TASK: Reproduce exactly the lines below from the one containing "197L358 199L350 212L308" through the one containing "positive clicks: (326, 238)", including both, and nothing else.

Records contained in a dataset

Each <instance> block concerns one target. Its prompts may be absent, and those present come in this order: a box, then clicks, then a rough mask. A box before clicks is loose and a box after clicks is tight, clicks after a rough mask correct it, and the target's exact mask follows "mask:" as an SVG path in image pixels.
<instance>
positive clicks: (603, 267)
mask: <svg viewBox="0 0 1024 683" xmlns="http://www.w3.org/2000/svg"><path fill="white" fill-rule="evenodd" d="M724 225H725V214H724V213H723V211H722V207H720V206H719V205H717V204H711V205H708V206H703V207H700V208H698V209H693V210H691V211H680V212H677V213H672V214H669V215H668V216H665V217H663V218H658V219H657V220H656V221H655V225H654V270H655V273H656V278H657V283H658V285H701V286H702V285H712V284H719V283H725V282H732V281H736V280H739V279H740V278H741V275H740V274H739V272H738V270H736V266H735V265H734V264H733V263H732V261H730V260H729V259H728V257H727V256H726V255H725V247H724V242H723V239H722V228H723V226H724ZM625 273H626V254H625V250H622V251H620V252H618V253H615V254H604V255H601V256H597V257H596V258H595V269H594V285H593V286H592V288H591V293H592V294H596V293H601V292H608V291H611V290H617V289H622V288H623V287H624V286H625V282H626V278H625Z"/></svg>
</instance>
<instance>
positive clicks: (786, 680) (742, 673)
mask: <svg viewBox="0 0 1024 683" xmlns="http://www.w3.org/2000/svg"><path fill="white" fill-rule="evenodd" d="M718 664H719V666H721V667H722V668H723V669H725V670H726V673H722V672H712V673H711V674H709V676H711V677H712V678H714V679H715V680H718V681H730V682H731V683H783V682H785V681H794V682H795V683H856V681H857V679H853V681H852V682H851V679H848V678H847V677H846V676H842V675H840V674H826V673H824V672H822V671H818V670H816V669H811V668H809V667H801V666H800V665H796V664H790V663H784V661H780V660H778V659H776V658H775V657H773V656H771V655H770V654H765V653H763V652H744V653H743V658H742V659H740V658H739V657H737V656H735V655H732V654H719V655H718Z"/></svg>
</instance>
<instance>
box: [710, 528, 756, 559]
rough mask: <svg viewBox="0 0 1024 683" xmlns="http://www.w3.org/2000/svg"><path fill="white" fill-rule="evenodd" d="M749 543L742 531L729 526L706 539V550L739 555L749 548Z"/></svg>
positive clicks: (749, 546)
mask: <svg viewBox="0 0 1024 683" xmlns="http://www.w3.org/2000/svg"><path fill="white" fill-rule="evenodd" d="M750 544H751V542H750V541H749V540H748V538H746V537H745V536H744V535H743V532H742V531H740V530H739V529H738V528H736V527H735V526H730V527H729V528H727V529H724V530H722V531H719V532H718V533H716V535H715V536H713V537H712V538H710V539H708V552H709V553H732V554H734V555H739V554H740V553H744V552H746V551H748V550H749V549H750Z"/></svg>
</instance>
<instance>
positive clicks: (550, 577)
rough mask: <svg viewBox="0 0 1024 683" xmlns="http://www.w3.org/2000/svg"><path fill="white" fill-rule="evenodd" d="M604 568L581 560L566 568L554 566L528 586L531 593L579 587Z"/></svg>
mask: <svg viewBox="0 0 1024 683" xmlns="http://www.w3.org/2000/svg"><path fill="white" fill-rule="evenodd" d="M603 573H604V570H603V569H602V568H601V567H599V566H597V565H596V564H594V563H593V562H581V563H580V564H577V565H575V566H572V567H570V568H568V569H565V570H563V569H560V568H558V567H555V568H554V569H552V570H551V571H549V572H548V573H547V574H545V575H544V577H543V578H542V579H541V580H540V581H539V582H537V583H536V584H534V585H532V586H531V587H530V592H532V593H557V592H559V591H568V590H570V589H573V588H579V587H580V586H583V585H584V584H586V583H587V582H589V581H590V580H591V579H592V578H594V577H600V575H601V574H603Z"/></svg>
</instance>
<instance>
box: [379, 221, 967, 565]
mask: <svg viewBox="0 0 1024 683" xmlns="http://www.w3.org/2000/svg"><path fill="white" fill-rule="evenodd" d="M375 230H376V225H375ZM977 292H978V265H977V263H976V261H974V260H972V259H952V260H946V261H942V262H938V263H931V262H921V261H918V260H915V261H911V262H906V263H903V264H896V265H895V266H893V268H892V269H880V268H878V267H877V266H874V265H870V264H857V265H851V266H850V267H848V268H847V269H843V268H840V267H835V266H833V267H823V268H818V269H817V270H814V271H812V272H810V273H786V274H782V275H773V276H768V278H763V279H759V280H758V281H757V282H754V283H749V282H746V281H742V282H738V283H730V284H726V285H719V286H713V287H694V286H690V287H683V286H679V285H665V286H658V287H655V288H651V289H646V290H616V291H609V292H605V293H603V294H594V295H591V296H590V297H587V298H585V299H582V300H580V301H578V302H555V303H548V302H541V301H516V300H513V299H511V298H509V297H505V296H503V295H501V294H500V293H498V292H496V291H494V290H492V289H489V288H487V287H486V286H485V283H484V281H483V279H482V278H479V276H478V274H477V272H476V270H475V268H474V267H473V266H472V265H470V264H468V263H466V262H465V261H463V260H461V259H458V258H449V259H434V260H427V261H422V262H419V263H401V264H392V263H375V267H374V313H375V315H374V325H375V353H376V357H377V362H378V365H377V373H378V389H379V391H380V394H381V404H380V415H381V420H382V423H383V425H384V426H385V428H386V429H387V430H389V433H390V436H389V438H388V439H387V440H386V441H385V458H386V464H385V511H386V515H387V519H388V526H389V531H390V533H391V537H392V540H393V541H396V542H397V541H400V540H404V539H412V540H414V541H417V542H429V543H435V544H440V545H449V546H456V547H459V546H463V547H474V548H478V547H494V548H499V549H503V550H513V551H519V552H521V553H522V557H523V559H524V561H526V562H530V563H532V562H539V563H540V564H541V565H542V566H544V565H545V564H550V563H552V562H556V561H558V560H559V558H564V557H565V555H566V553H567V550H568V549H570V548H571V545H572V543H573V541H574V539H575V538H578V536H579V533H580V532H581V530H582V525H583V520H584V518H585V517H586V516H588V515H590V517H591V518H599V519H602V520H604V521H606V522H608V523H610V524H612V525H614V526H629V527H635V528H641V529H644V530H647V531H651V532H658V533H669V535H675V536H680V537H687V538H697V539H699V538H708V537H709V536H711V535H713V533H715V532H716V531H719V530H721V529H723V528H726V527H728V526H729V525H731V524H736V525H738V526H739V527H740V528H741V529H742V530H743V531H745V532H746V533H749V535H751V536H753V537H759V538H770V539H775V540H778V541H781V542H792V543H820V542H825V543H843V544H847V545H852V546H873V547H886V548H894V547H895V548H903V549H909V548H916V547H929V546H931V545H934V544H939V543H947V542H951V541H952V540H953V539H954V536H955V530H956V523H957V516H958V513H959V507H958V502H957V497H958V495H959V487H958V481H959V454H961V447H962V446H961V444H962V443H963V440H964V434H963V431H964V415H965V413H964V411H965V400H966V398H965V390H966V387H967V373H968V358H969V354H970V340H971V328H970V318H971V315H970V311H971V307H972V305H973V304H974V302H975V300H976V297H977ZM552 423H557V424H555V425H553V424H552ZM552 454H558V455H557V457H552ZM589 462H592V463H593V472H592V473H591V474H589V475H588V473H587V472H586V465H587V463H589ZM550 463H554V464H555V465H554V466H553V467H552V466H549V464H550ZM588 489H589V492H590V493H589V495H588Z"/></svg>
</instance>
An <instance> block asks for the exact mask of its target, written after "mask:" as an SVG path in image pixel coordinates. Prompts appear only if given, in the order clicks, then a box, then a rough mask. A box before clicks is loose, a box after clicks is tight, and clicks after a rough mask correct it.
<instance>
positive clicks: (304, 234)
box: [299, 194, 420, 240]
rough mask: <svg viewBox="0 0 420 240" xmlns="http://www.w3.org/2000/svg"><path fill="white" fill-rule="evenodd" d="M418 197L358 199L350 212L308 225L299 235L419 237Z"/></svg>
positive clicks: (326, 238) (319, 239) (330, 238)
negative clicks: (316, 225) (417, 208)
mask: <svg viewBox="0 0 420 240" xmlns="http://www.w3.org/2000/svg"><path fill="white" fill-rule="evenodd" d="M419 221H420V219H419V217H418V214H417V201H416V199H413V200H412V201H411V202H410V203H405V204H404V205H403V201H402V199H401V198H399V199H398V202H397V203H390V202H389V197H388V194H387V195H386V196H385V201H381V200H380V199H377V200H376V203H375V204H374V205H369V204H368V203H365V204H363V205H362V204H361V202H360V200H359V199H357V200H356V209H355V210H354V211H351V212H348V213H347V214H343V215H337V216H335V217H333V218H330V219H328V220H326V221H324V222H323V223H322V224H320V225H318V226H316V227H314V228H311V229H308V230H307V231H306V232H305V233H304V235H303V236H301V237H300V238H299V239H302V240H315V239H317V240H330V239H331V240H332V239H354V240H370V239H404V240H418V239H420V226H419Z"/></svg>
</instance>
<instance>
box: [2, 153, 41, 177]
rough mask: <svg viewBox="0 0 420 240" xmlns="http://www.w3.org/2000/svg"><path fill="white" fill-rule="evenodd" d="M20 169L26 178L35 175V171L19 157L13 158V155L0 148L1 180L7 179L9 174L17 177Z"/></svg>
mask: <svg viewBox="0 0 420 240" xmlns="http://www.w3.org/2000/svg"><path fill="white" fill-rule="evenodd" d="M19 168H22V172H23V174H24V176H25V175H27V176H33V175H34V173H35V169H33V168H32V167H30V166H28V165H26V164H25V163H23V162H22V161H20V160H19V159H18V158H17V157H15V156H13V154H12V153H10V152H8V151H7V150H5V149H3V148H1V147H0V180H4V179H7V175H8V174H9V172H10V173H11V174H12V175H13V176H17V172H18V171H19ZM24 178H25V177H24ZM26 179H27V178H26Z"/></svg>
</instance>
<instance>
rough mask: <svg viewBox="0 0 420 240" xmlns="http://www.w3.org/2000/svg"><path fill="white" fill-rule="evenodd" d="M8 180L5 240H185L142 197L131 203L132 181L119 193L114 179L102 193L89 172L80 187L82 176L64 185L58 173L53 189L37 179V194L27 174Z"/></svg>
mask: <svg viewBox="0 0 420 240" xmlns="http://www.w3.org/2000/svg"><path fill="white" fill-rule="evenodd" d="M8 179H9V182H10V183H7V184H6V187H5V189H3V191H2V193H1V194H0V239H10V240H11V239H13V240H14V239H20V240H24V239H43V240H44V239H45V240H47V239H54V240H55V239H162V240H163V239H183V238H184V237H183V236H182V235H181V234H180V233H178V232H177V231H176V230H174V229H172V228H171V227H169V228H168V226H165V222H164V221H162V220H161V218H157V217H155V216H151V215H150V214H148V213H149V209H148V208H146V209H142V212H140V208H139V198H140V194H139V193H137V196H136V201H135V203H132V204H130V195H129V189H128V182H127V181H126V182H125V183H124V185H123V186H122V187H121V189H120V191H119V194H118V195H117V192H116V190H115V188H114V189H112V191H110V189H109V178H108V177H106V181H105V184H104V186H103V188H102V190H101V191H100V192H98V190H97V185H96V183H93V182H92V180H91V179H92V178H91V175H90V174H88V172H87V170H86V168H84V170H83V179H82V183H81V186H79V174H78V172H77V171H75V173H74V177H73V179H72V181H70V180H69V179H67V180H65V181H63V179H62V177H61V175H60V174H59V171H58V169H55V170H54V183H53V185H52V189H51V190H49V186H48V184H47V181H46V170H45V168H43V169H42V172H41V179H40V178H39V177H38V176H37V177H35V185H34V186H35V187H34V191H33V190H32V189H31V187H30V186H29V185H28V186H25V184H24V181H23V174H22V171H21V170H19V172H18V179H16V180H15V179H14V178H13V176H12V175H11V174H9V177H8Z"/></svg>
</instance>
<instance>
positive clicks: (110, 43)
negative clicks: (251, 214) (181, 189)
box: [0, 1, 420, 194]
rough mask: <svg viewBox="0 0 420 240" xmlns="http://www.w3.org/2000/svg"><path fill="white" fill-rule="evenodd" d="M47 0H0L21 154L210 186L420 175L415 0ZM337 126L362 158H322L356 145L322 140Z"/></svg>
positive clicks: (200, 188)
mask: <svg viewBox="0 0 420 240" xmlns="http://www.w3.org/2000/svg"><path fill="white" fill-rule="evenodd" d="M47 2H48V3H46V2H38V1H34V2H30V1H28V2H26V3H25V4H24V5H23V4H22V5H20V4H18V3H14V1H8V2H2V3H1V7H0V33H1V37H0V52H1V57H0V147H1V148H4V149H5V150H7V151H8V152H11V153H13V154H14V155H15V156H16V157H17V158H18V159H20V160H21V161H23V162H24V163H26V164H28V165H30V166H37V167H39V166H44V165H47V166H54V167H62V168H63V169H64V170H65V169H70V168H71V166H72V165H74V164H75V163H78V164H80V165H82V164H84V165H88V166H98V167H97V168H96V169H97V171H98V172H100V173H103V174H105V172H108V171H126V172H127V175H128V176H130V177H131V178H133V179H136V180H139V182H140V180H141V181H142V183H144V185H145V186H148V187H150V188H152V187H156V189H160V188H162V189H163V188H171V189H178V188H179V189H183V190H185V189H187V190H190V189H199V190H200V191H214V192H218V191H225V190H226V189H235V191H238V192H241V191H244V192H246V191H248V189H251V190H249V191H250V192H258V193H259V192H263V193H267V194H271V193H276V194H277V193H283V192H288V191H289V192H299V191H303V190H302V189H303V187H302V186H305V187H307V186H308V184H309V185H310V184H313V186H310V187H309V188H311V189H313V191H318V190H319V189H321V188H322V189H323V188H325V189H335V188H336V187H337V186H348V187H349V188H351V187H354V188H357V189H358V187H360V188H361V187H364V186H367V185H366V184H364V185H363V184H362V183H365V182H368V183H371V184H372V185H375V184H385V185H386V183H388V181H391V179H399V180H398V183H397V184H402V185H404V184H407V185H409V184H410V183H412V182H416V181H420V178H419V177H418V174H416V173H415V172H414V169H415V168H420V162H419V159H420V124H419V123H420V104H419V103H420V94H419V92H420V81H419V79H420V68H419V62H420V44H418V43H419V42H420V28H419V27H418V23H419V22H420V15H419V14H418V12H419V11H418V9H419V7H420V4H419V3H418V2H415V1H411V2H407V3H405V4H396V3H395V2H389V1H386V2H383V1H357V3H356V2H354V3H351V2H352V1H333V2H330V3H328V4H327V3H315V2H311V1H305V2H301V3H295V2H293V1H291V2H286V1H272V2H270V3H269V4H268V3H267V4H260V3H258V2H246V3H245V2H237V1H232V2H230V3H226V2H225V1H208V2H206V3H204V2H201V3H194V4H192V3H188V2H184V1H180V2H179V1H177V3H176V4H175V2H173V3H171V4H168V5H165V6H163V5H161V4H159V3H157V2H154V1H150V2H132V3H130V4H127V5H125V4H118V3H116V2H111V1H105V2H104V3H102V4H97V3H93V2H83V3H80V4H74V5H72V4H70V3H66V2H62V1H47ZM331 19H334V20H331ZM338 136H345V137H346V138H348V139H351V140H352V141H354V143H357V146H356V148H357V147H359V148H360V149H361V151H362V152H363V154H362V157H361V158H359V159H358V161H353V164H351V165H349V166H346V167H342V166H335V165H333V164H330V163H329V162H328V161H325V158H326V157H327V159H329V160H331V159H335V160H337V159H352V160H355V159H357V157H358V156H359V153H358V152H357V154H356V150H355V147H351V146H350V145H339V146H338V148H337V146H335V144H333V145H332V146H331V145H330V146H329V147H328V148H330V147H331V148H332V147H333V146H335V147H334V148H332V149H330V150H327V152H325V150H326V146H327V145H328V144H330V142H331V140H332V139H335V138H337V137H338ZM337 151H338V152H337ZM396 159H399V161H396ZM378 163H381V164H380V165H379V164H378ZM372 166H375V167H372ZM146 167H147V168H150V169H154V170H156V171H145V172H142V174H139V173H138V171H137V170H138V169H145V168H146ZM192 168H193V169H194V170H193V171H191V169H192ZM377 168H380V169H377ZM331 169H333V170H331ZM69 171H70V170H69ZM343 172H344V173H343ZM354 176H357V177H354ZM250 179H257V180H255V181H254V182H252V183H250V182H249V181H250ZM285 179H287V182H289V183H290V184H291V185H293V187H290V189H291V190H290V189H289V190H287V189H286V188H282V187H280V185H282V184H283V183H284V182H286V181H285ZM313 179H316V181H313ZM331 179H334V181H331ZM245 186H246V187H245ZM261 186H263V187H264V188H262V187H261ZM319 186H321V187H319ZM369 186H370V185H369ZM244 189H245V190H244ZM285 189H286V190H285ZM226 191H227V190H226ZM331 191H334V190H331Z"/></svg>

EXPECTED ANSWER:
rough mask: <svg viewBox="0 0 420 240" xmlns="http://www.w3.org/2000/svg"><path fill="white" fill-rule="evenodd" d="M418 197L358 199L350 212L308 225L299 235L419 237Z"/></svg>
positive clicks: (326, 238) (319, 239) (330, 238)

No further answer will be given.